» Selected excerpt:

- Eddy Gordo in Tekken 6 (2007)
- First game: Tekken 3 (1997)
- Portrayed by: Lateef Crowder
- Voiced by: List Roger Craig Smith (Tekken 6 (Scenario Campaign Cinematics)) ; Takuma (Japanese dub of the Tekken film) ; ? (Tekken Tag Tournament 2) ; D. C. Douglas (Street Fighter X Tekken, English) ; Kenta Miyake (Street Fighter X Tekken Vita: Episode Series, Japanese) ; Marcos Nazareth (Tekken 7 – present) ;
- Motion capture: Marcelo "Caveirinha" Pereira

In-universe information
- Fighting style: Capoeira
- Origin: Brazil
- Nationality: Brazilian

= Eddy Gordo =

Tekken character

Eddy Gordo (エディ・ゴルド, Edi Gorudo) is a fictional character from the Tekken series by Bandai Namco Entertainment (formerly Namco). Eddy is a Brazilian capoeira fighter. Introduced in the 1997 fighting game Tekken 3, Eddy has since appeared in every main game thereafter. He becomes a palette swap for Christie in Tekken 4 and Tekken 5, before becoming a main character in Tekken 6.

Eddy's storyline from his debut through Tekken 5 revolved around his quest for revenge for the murder of his parents, culminating in the defeat of Kazuya Mishima during the events of Tekken 5. In Tekken 5 and Tekken 6, Eddy's plot focused on his and Christie Monteiro's search for a cure to an unknown illness that Christie's grandfather, Eddy's Capoeira master, was suffering from. Eddy has received heavy criticism in the fighting game community for the low skill floor associated with his play style; however, the character, along with Christie, has been credited with popularizing the art of capoeira to a new audience within the larger gaming and martial arts community, and has influenced popular culture.

==Character development==
The Tekken 3 development team wanted to include a Capoeira practitioner for Tekken 3 and turned to the development artists to create the character. It was desired by Masahiro Kimoto, one of the game designers of Tekken 3, that the Capoeira character be female but the artist that was tasked with the character's design deemed the female character too difficult to create and instead created Eddy. Kimoto later stated that his favorite character from Tekken 3 was Eddy, because of the challenges in his development.

» Data excerpts:
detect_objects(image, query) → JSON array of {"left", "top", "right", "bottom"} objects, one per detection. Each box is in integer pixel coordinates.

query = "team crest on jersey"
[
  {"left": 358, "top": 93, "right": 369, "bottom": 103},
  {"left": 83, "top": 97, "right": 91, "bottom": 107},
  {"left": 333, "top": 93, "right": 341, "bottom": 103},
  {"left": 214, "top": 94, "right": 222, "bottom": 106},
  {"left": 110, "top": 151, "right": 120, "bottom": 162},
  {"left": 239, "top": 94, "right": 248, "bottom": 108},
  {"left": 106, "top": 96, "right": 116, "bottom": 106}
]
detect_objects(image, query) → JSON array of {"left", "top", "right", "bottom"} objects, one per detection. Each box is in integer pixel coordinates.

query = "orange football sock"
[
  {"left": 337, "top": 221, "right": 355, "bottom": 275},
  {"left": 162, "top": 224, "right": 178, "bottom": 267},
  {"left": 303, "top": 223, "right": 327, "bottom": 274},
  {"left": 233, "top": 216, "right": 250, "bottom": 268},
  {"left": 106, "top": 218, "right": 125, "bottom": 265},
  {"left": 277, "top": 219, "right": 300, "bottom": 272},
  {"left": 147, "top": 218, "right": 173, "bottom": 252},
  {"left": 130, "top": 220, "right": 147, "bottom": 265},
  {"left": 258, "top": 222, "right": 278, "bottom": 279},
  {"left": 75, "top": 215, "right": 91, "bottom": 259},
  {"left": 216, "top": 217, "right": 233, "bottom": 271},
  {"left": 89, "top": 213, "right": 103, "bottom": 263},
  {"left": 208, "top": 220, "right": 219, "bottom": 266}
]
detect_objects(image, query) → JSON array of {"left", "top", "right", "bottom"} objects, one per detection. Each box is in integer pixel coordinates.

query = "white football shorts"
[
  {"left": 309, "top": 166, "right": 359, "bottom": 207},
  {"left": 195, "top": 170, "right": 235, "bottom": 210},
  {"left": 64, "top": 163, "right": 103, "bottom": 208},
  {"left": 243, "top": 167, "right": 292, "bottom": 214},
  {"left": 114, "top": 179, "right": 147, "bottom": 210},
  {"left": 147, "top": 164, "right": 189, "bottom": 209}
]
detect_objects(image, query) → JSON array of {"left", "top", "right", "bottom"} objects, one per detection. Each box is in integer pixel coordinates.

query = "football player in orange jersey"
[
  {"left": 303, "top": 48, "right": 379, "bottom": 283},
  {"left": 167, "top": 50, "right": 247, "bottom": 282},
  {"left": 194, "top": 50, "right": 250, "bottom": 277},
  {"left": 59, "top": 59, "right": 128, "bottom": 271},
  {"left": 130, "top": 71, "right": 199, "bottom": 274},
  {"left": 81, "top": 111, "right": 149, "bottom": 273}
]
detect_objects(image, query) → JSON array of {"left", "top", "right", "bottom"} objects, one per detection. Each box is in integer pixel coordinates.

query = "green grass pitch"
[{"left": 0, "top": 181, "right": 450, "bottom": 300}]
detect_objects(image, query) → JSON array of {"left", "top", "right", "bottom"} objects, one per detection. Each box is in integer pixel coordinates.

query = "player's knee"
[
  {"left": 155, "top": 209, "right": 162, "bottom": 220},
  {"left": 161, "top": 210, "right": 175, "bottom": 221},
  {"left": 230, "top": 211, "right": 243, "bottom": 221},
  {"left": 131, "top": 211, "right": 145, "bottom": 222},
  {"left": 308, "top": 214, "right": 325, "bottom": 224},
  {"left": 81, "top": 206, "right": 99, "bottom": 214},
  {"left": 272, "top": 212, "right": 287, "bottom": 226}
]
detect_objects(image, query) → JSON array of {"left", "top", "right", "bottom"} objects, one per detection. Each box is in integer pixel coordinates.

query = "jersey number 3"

» Exercise details: Continue the article on Eddy Gordo from where it stops.

» Response to the exercise:
Mestre Marcelo Pereira, a Brazilian capoeira master, was the motion capture artist for Eddy Gordo in Tekken 3. Pereira stated that Namco had heard of him as a result of his 1995 International Capoeira Seminar held in San Francisco, and that he felt honored in being chosen by Namco to represent Capoeira in Tekken 3. Marcelo Pereira reported that during the development of Tekken 3 he had been injured, as a result the acrobatic movements he performed were restricted. He also claimed that he performed "about 20%" of what he was capable of performing because it was necessary to have "another skillful capoeirista to spar with" to perform some movements in Capoeira. Additionally, Pereira criticized Namco's naming choices for Eddy Gordo and his moves, noting that Eddy is not a Brazilian name and that "Gordo" in Portuguese meant "fat" and the movements' names were not "traditional" like the names he had called them during development.

==In video games==
Eddy Gordo first appeared in Tekken 3 and appeared in the following title, Tekken Tag Tournament. In Tekken 4, Eddy Gordo was initially omitted from the roster and was replaced with Christie Monteiro, another Capoeira practitioner, but appeared as an alternate costume for Christie in the console release, and without serving any purpose in the storyline. Masahiro Kimoto stated that Eddy was replaced because initially, they had intended to create a female Capoeira character in Tekken 3 but instead changed to a male character due to artistic limitations. In Tekken 4, the team was able to successfully create "an attractive female character named Christie" who practiced Capoeira, so they chose to replace Eddy with her. Eddy, once again, served as a character costume swap for Christie in Tekken 5, but became a separate character in the Tekken 5 update, Tekken 5: Dark Resurrection; however, while he did have his own character customizations, his moveset remained identical to Christie's. Eddy Gordo appeared again in Tekken 6, and its update, Tekken 6: Bloodline Rebellion, but his moveset has remained similar to Christie's, only differing in move properties such as speed and distance. Additionally, in Bloodline Rebellion, Eddy serves as the boss for the 28th level of the Scenario Campaign Mode, the "Tekken Force 4th Special Forces Operational Group Compound".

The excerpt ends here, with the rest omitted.